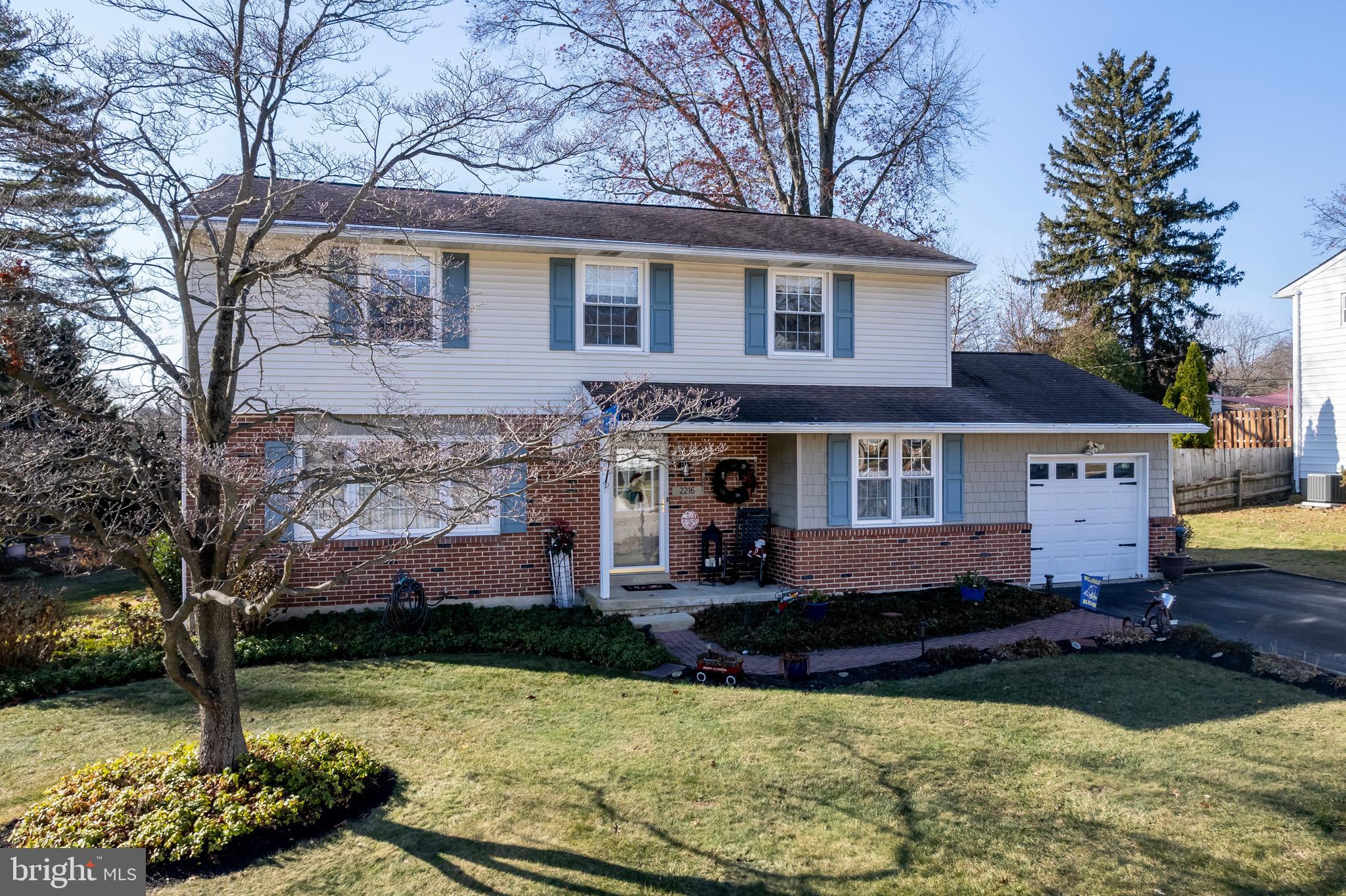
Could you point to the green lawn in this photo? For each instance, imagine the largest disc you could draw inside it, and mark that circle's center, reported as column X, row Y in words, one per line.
column 1288, row 537
column 1096, row 775
column 108, row 587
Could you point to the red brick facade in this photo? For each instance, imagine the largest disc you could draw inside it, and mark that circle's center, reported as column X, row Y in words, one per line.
column 685, row 547
column 1163, row 539
column 895, row 557
column 516, row 566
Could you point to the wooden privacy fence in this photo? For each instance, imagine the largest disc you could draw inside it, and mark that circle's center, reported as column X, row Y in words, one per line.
column 1220, row 478
column 1252, row 428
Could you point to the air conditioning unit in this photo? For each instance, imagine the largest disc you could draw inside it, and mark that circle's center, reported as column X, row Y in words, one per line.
column 1325, row 489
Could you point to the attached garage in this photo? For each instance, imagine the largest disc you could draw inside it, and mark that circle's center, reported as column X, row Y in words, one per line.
column 1089, row 516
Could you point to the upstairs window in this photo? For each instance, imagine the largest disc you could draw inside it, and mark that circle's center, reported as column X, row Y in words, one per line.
column 799, row 313
column 613, row 298
column 400, row 304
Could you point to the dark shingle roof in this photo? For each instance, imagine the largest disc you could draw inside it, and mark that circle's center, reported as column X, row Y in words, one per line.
column 599, row 221
column 988, row 388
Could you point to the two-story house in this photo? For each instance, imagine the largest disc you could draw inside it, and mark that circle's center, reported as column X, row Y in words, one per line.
column 886, row 459
column 1318, row 392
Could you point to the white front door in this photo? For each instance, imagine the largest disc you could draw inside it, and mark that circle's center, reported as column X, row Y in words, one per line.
column 1086, row 517
column 638, row 514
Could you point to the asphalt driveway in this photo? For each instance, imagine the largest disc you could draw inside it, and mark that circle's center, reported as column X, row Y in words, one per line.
column 1267, row 608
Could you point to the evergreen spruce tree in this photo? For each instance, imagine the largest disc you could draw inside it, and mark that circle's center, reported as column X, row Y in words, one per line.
column 1190, row 396
column 1128, row 250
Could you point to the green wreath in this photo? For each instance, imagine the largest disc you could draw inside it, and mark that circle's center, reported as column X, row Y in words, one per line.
column 720, row 485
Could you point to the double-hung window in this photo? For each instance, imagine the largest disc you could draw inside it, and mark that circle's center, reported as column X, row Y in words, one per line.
column 400, row 510
column 894, row 480
column 799, row 313
column 400, row 304
column 613, row 305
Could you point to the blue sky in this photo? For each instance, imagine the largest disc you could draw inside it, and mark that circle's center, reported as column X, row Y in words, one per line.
column 1266, row 78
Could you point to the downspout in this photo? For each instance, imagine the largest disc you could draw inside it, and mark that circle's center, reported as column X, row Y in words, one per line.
column 1297, row 386
column 605, row 529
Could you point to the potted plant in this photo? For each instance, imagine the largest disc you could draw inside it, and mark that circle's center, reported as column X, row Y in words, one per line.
column 795, row 666
column 816, row 606
column 972, row 585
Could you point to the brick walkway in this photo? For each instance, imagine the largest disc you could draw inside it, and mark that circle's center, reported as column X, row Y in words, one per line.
column 1077, row 623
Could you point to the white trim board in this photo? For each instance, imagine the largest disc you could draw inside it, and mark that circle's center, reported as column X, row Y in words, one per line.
column 569, row 245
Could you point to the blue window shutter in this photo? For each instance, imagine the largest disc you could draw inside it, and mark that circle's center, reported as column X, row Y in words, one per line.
column 515, row 502
column 843, row 317
column 661, row 307
column 281, row 468
column 839, row 480
column 954, row 478
column 563, row 304
column 342, row 313
column 754, row 311
column 454, row 276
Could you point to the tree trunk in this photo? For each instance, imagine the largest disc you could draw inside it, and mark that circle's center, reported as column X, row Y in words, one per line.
column 221, row 723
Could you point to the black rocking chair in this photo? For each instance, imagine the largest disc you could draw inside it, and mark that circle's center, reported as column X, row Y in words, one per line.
column 749, row 557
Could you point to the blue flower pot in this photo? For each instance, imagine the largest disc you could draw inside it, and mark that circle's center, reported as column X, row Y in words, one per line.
column 797, row 670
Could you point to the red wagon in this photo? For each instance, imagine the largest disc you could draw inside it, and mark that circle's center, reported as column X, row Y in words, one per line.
column 728, row 669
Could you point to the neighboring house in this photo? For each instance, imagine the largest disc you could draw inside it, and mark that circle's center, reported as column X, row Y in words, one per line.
column 887, row 462
column 1318, row 392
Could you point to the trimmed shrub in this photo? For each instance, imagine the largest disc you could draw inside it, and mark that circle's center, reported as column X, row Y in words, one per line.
column 160, row 802
column 1026, row 649
column 32, row 625
column 104, row 656
column 858, row 621
column 167, row 562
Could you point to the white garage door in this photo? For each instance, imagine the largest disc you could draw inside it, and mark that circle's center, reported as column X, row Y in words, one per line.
column 1086, row 518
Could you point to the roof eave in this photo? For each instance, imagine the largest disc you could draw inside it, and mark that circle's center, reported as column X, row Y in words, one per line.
column 1027, row 428
column 765, row 256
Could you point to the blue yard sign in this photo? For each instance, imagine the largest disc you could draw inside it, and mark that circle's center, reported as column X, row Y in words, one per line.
column 1089, row 587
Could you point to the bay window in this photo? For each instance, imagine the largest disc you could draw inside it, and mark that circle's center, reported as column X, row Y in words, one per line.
column 613, row 296
column 894, row 480
column 398, row 510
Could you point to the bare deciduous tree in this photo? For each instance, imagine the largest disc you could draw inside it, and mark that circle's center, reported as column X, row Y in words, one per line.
column 850, row 108
column 254, row 77
column 1329, row 229
column 1252, row 354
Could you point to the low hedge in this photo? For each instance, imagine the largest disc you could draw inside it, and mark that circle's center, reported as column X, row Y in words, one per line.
column 859, row 621
column 459, row 627
column 163, row 803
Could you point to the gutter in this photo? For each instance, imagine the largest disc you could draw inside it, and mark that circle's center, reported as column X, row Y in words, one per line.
column 580, row 246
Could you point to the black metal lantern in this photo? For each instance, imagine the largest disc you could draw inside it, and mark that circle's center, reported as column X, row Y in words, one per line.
column 712, row 554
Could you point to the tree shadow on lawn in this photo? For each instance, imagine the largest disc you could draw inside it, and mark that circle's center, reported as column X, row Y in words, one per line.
column 1131, row 690
column 1324, row 564
column 576, row 872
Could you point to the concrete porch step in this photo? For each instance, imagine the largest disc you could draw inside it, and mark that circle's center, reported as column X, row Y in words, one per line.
column 664, row 622
column 687, row 598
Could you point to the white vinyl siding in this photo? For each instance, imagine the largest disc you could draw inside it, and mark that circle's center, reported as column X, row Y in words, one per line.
column 900, row 342
column 1321, row 436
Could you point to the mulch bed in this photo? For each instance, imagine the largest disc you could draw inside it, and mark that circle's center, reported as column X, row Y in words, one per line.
column 1233, row 658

Directive:
Copy out every one of the entries above word for word, leaving out the pictures.

Answer below:
Could you point to the green lawn in this photo? For each instance, imagine the largest disc you could draw inside it, and mark that circle's center, reported as column X, row Y in words, one per line.
column 1288, row 537
column 1096, row 775
column 108, row 587
Could you point to the red brick facade in this photo? For each instance, imagine the largest disc you could draw inside it, and mark that circle's center, reported as column X, row Y in words, one per line.
column 685, row 547
column 1163, row 539
column 895, row 557
column 516, row 566
Could you point to the wooden privacy fence in this photo? For each instance, imagine the largest disc you could draw inside it, and mark that circle's center, reported as column X, row Y in words, one per line.
column 1220, row 478
column 1252, row 428
Could you point to the air conditioning unit in this photo? For each instance, imagine the largest disc you could draw inside it, and mark that circle's center, reported as column X, row Y in words, one per line.
column 1325, row 489
Could you point to the attached garage in this photo? For each instance, imagine the largest disc you could draw inside it, and mark that circle's center, reported as column X, row Y in words, one per line.
column 1089, row 516
Could you point to the upstairs window in this photo? For each instance, imagine the largest disc you could draw inside it, and mark that circle's center, reported as column X, row Y in words, one per line.
column 799, row 313
column 613, row 298
column 400, row 304
Could you point to the dark shingle roof in this photo? For each instance, imagine the largest disc you could draw inside it, and mark that circle's center, reported as column X, row Y in words, one per line.
column 599, row 221
column 988, row 388
Could you point to the two-story house in this photo? For each instance, imagine the largest disc you could draw inside it, and mark that circle's center, reported as column X, row Y in words, one per line.
column 886, row 459
column 1318, row 392
Could you point to the white front door in this photo? For each instance, imagine the largest disc you could draw inside it, and mark that circle's center, reported as column X, row Y in words, one per line.
column 1086, row 517
column 638, row 514
Could you point to the asphalt driveway in this photo? For each instance, imagine the largest disc you could draw inside it, and mark that circle's center, reported as column X, row Y in words, one per line.
column 1267, row 608
Could you point to the evergreen spruce tree in this photo? For each instance, imagine the largest disc you could draw inside it, and mark that circle's center, reported as column X, row Y in words, one per line.
column 1190, row 396
column 1128, row 250
Could you point to the green wreath in this photo? For each instance, imagine the largest disc you could draw inside it, and mark that circle's center, reported as column X, row Y in words, one per line.
column 720, row 485
Could you point to the double-hung window in this photo? For each instance, imagine the largest disc you could draw inside it, and mark that circle's center, reported as column X, row Y in words, one per line.
column 400, row 510
column 894, row 480
column 799, row 313
column 400, row 304
column 613, row 305
Could you point to the blue sky in this photo? For each instance, imagine the largest disc you could draw inside it, and mark that circle's center, reported as column X, row Y in words, one per line.
column 1266, row 78
Could you point to the downspout in this photo? For each instance, imagine the largest disc you could draw inside it, and mark that circle's center, reported as column X, row Y in words, one per line.
column 1297, row 386
column 605, row 529
Could you point to the potted plant in this photo? For each instance, imagine the largest disc you could draw inside it, and mark that circle's center, reported as column X, row Y in words, one per line.
column 795, row 666
column 816, row 606
column 972, row 585
Could you point to the brick walkway in this photo? For each instance, imagine the largest disc you could draw inside it, and mark that circle's center, reported as column X, row Y in words, one per line.
column 1077, row 623
Could you point to the white trim board in this photo? For each instance, imagine the largest disc you could draw inside it, and mark that circle's center, reported as column X, row Y in words, one per line.
column 569, row 245
Could you point to the blue window shutter in this photo? For each instance, imagine the largest disc you could draw inside it, and mark that circle's center, reported as column X, row Y in words, one per line.
column 515, row 502
column 843, row 317
column 661, row 307
column 281, row 468
column 839, row 480
column 954, row 478
column 563, row 304
column 342, row 313
column 754, row 311
column 454, row 276
Could you point to the tree trunk in this photo? For each instance, imagine the largest disc you could draw inside it, and mark that circle's center, reported as column X, row Y in words, one per line.
column 221, row 723
Could you point to the black rocking chair in this photo? For each instance, imagine the largest disc you could draw inside it, and mark that circle's center, reported as column X, row Y in words, one per line.
column 749, row 557
Could you point to the blue flower pot in this photo? For each instance, imagine the largest disc you could draw inside it, and mark that circle's center, reported as column X, row Y in words, one per line.
column 797, row 670
Could you point to the red wagon in this photo? For each instance, imagine the largest disc you could draw inside it, and mark that circle's center, reported as column X, row Y in words, one per line.
column 728, row 669
Could you point to the neighboring house in this photo? For each instance, imagine the largest disc you could draw inside it, and mark that circle's center, reported as column X, row Y in words, one per line.
column 887, row 462
column 1318, row 392
Could you point to the trimmed shrub in this photo? For each instance, imagine the largest disc you could draw inside it, and mark that circle's center, reported as column X, row Y in words, one per line.
column 160, row 802
column 1026, row 649
column 32, row 625
column 104, row 656
column 858, row 621
column 167, row 562
Could you point to the white garage door in this photo? For each instance, imagine the largest disc you could draw inside it, and mark that circle's center, reported as column X, row Y in words, one per line.
column 1086, row 518
Could you point to the roof eave in this photo? For each instance, imagine the largest disc you could draw inside it, and mark that circle's center, reported as column X, row Y in words, one per line.
column 1027, row 428
column 765, row 256
Could you point to the blue yard sign in this photo? For each instance, imagine the largest disc you could draw inside it, and mark that circle's center, reported as column X, row Y in words, one per line.
column 1089, row 587
Could you point to the bay window in this photo? For each instance, imagine the largest disc you could draw inside it, and mark that circle's center, reported as column X, row Y in words, one per line.
column 613, row 296
column 894, row 480
column 398, row 510
Could you point to the bare deciduous tree in this photo? For each instance, imagine the largest disc you could draw inside it, and mark that circle's center, reported as column X, row Y in words, one per line.
column 850, row 108
column 254, row 77
column 1329, row 229
column 1252, row 354
Could you point to the low hedge in this photo? For each instance, imagine the largest disc you could draw inside it, and mark that circle's center, reported as column X, row Y in words, one per line.
column 859, row 621
column 459, row 627
column 163, row 803
Could you point to the gutter in this photo? For each instance, imagine the largest disc you could draw inside it, and mark that circle's center, reported as column X, row Y in words, one per line.
column 580, row 246
Could you point to the black metal lantern in this photo? For each instance, imagine the largest disc you could draw inside it, and mark that circle's center, reported as column X, row Y in words, one per line.
column 712, row 554
Could you point to the tree shadow on lawn in this photo? For each instance, imagine the largest disc you could draw inside it, and mark that circle's center, reported as column X, row Y in words, one per line.
column 1131, row 690
column 1324, row 564
column 576, row 872
Could you point to the concrete porch step in this photo? For each instance, imagine the largest disc you could draw inside it, and mark that circle's center, reported as column X, row Y in words, one per line.
column 664, row 622
column 687, row 598
Could you point to the white vinyl siding in this photo? For each instance, imagine the largest disc you could draw inside it, and mark that circle's center, reported as column X, row Y in words, one per line.
column 900, row 342
column 1321, row 436
Could you point to the mulch bed in this photo? For each instance, imagine the largest disc you could draw inside it, and mark that circle's center, reported as column X, row Y in words, one per line.
column 1233, row 658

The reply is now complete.